_WHAT THIS TASK INVOLVES_:
All of the data is to be printed exactly, though the images must be left off.

INFORMATION GIVEN section start

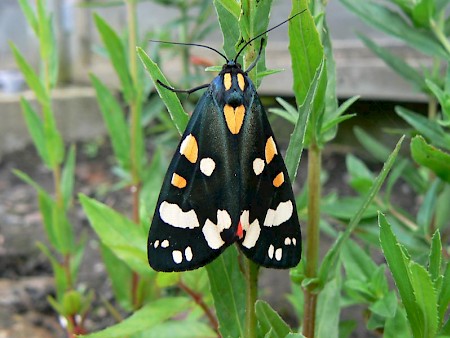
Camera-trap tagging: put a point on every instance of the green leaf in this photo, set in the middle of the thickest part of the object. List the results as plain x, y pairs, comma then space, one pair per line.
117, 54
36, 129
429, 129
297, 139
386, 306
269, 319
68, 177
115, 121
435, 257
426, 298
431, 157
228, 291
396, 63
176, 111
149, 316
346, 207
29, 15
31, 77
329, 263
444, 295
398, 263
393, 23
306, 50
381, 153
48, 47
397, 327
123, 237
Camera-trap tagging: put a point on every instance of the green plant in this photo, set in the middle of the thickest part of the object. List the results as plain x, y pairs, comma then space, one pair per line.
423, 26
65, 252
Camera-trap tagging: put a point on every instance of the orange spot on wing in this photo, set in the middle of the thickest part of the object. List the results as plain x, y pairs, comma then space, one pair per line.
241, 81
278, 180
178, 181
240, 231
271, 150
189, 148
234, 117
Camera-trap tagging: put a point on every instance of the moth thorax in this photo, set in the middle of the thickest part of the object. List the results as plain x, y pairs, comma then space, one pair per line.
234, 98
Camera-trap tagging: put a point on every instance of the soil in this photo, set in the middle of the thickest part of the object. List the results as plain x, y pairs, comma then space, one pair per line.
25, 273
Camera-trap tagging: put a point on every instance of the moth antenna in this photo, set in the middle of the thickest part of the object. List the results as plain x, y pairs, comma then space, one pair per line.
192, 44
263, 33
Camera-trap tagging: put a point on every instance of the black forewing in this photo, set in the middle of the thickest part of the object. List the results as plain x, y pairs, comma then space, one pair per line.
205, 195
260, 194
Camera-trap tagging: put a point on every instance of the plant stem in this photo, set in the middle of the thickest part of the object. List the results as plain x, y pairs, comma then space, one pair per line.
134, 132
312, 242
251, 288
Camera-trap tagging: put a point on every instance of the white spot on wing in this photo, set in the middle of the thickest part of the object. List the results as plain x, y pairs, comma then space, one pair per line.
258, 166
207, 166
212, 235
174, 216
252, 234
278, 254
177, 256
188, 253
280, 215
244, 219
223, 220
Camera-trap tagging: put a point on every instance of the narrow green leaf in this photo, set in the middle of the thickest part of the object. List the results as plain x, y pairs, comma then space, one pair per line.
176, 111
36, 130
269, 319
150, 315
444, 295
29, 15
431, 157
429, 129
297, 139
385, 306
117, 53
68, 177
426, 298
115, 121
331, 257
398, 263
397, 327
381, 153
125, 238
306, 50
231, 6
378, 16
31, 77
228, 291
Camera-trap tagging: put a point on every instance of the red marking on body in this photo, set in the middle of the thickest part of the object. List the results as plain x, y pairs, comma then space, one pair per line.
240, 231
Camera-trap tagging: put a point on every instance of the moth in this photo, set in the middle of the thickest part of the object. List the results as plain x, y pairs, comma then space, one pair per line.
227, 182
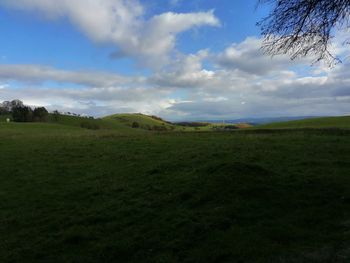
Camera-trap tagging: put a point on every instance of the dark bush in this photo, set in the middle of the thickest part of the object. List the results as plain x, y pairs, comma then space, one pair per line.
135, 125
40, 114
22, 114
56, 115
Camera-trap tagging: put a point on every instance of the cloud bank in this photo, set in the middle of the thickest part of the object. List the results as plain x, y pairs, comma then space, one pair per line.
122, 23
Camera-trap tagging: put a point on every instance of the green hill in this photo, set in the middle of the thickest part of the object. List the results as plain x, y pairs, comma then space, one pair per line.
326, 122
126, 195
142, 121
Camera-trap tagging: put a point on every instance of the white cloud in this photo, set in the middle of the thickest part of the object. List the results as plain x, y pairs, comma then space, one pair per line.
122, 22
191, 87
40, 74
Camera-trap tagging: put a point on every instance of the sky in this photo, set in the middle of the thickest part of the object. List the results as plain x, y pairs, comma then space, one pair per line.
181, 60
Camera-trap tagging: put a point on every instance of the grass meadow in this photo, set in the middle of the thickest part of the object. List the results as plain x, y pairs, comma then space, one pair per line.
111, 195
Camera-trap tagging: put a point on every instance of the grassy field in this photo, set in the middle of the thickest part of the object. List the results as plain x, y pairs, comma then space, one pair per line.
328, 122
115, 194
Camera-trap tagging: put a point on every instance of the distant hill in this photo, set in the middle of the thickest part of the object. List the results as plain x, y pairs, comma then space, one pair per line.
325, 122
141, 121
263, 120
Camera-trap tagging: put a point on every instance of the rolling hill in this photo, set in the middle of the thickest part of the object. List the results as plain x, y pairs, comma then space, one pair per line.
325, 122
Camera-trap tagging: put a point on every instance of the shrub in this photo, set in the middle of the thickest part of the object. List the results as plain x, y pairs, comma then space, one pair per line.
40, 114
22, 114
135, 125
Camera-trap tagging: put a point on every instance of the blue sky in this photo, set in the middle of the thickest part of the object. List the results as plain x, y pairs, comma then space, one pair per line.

INFORMATION GIVEN section end

_TASK SOLUTION_:
Camera-trap tagging: put a point on every instance of the green leaf in this photo, set in the middle of the thickest part of the object. List the results as plain x, y pairs, comma then space, one pair per line.
117, 54
36, 129
429, 129
297, 139
386, 306
269, 319
68, 177
115, 121
435, 257
426, 298
431, 157
228, 291
396, 63
176, 111
149, 316
346, 207
29, 15
31, 77
329, 263
444, 295
398, 263
393, 23
306, 50
381, 153
48, 47
397, 327
123, 237
Camera-trap tagging: put a point on every instance of the green plant in this photo, set in the middle of the thickest part of the object. List the results as plain x, y pairs, comma then space, one pair per line.
423, 26
65, 252
Camera-trap tagging: put a point on every instance of the orange spot on wing in this photo, set in the middle of the thickest part of the object. List the results as plain x, y pairs, comma then space, one pair per line.
241, 81
278, 180
178, 181
240, 231
271, 150
189, 148
234, 117
Camera-trap tagging: put a point on every instance of the moth thorax in this photo, set in the middle of the thickest part of the object. List the results as plain x, y pairs, comma then space, one pair per line.
234, 98
Camera-trap tagging: put a point on every instance of the soil in this photo, set in the middle of the thickest part of the object. List the results as plain x, y pairs, comma then space, one pair per line.
25, 273
Camera-trap tagging: put a point on every instance of the moth antenna in this photo, set in the middle of the thickest part of the object. List the results as plain x, y pairs, comma then space, one pair per line.
192, 44
263, 33
Camera-trap tagging: put a point on every instance of the black forewing in this photo, set in the middle of the thickest part of the object. List the results as plain x, y pairs, comma then space, one pair per line.
205, 195
260, 194
Camera-trap tagging: put a point on every instance of the plant stem in this photo, set in the middle of the thickest part of the object. List the results as plain x, y pairs, comma then space, one pair per line.
134, 132
312, 242
251, 288
Camera-trap tagging: put a point on every instance of the white spot on wing in this photo, set in the middle of the thickest part of the object. List the results as plain x, y pairs, comma then space, one pair per line.
258, 166
207, 166
212, 235
174, 216
252, 234
278, 254
177, 256
188, 253
280, 215
244, 219
223, 220
Camera-trap tagging: put a point on every instance of the narrow green leaf in this photo, set in the middle of the thickest part of the object. List the results as plain x, y pairs, comma then space, one pair per line.
176, 111
36, 130
269, 319
150, 315
444, 295
29, 15
431, 157
429, 129
297, 139
385, 306
117, 53
68, 177
426, 298
115, 121
331, 257
398, 263
397, 327
381, 153
125, 238
306, 50
231, 6
378, 16
31, 77
228, 291
Camera-trap tagging: put a point on every instance of the red marking on body in this photo, set in the middle of the thickest part of the object. List the results as plain x, y pairs, comma then space, one pair per line.
240, 231
Camera-trap tagging: put a point on every instance of the moth in this photo, set in the middle of the thickest part of the object. List the results as plain x, y pairs, comma then space, one pair per line.
227, 182
Camera-trap tagging: put a point on every instance of the dark bush in this photo, set in the middle of the thickest part of the object. List the results as plain x, y pairs, comma then space, one pair per line.
135, 125
40, 114
22, 114
56, 115
Camera-trap tagging: put a point on every instance of the cloud bank in this photo, set in the middle of the thickest part of the object. List the results as plain x, y pairs, comma then space, one pair per line.
122, 23
Camera-trap tagging: put a point on every instance of the green hill in this photo, set in the middle of the thickest part of the object. List the results as plain x, y pairs, comma then space, one pair per line.
326, 122
126, 195
142, 121
Camera-trap tagging: put a point on every instance of the white cloud in this photo, set in the middle of the thickest part of the object. List the results as plain x, y pairs, comma then space, one pair per line.
122, 22
191, 87
40, 74
Camera-trap tagging: put a point on every instance of the sky in this photo, set in the middle of the thickest part of the object. List the results as plain x, y pairs, comma then space, one pair per line.
181, 60
Camera-trap tagging: put a point on every instance of the grass meadow in this photo, set in the middle of the thickest part of the object. List the results as plain x, y pairs, comma then space, one pair per line.
111, 195
Camera-trap tagging: put a point on every instance of the grassy field in this photo, set in the middle of the thickest part of the object. List the results as plain x, y pairs, comma then space, one pair per line.
328, 122
115, 194
Camera-trap tagging: put a point on every instance of the distant hill in this photo, set in the middle of the thickest part of the object. List the results as plain x, y pairs, comma then space, one pair per line.
325, 122
141, 121
263, 120
Camera-trap tagging: put a point on every instance of the rolling hill in this photo, set in the middle of the thickest part of the object. List the results as plain x, y pairs, comma then space, one pair per line.
325, 122
Camera-trap tagging: put a point on every instance of the shrub in this photo, set in the middle of the thickest part of the object. List the results as plain x, y pairs, comma then space, one pair per line.
40, 114
22, 114
135, 125
Camera-trap tagging: put a point on every instance of the blue sky in this photo, set in the middle of the thickest part of the object. List the results as plain x, y pairs, comma then space, one pair per line.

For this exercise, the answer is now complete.